About

Biography in Brief

I am a writer, lecturer, editor, and teacher based in San Francisco.  I direct the San Francisco Writer’s Workshop, teach sporadically through the Osher Institute, offer writing private, intensive limited-enrollment memoir writing workshops,  and write fiction and nonfiction about Afghanistan, Islam-and-the-West, democracy, education, history, current events, social issues, my cat, and other topics as they come up.

I was born in 1948, in Kabul, Afghanistan. My father worked as a professor at Kabul University and my mother—the first American woman to marry an Afghan and live in Afghanistan—taught English at the country’s first girls’ schools. We Ansaries hailed from the village of Deh Yahya, about 20 miles from the city. Our ancestor Sa’duddin, an 18th century mystic, is buried near that village and his tomb attracts hundreds of Sufi devotees to this day. Our family also traces its ancestry further back, to a pair of Arab brothers who allegedly conquered Kabul for Islam in the 8th century. Their graves can still be seen on a hillside high above the city:  two spooky 12-foot-long stone tombs, side-by-side, surrounded by weeds and tall grass that teems with feral cats and (some say) djinns.

In the mid-fifties, my family moved to the tiny government-built town of Lashkargah, in the country’s southwestern desert.  Today, that area is the heart of the Talibinist insurgency. Back then, it was the nerve center for the country’s biggest American-funded development project, a vast complex of dams, canals, and experimental farms, which my father helped to run.

When I left Afghanistan in 1964,  the country was still a tranquil backwater.  I finished high school and college in the United States,  then plunged into the  post-sixties counterculture like a dog into surf. I worked for a collectively-owned newspaper called the Portland Scribe and dreamed of building a new world, a dream which ( you may have noticed) came to nothing. Later, just as Khomeini was seizing power in Iran, I traveled in North Africa and Turkey, looking for Islam, and found Islamism instead.   Unnerved and exhausted, I returned to San Francisco, married the love of my life, and settled into a quiet life of editing and writing children’s books,  textbooks, fiction,  magazine articles, and a column for the late, great Microsoft learning site Encarta.

Then came September 11, 2001. The day after those airplanes brought down the twin towers, an email I wrote to a few friends went viral on the Internet, and I found myself derailed from my previous career (whatever that was) into speaking for Afghanistan and trying to interpret the Islamic world for the West–because at the time there was no one else to do it.  In my memoir West of Kabul, East of New York, I depicted how it was to grow up  straddling these two vastly disparate cultures—Afghanistan and America.  Last year, I published Destiny Disrupted: A History of the World Through Islamic Eyes, and more recently  The Widow’s Husband,  a historical novel set in Afghanistan in 1841.

*YOUR GOAL*. Please pick up the biography at its last sentence and keep writing it. The material after the biography has nothing to do with it.

*DATASET CONTENT*.

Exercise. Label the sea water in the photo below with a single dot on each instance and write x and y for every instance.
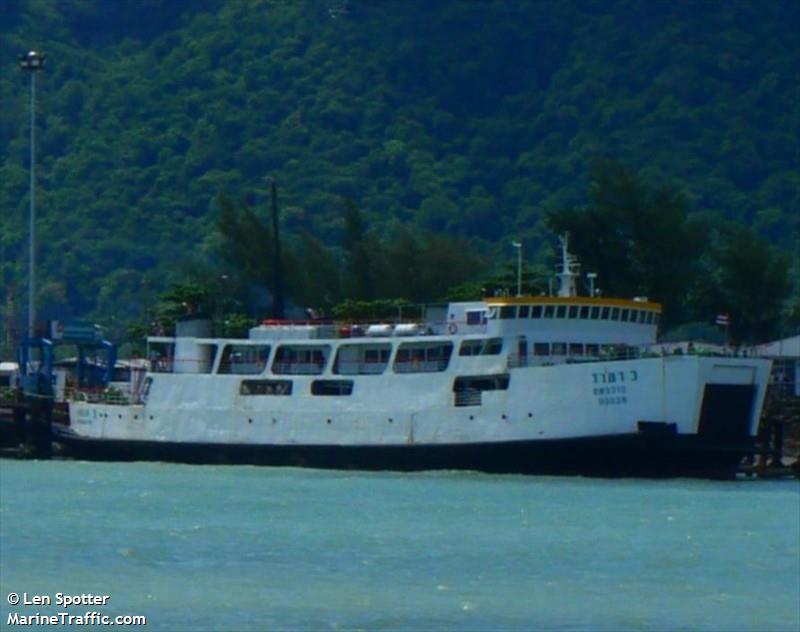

*RESPONSE TO THIS TASK*.
Teaching

The San Francisco Writers Workshop, which I direct, is a 65-year-old writers group that meets in the (fabulous) Meridian Art Gallery on Tuesday evenings. Learn more about the Workshop here.  I offer a six-week memoir writing workshop limited to six participants at my home. I also teach sporadic six-week courses through the Osher Institute of Lifelong Learning, at San Francisco State University and the University of California at Berkeley. These courses have included:

  • World History Through Islamic Eyes
  • Learning, Teaching and Society: a look at issues in education
  • The Apparatus of Democracy: how American democracy works–and doesn’t
  • Hot Spots: a discussion of political hot spots in the Islamic world today
  • Conspiracy Theory in Politics, History, and Society

Speaking

Over the last ten years, I have spoken at over 100 venues; and I still speak, run workshops, and do residencies at colleges, high schools, book clubs, conferences, charity events, and other venues.  For a list of topics I speak about and places I have spoken, please go to my Booking page, here.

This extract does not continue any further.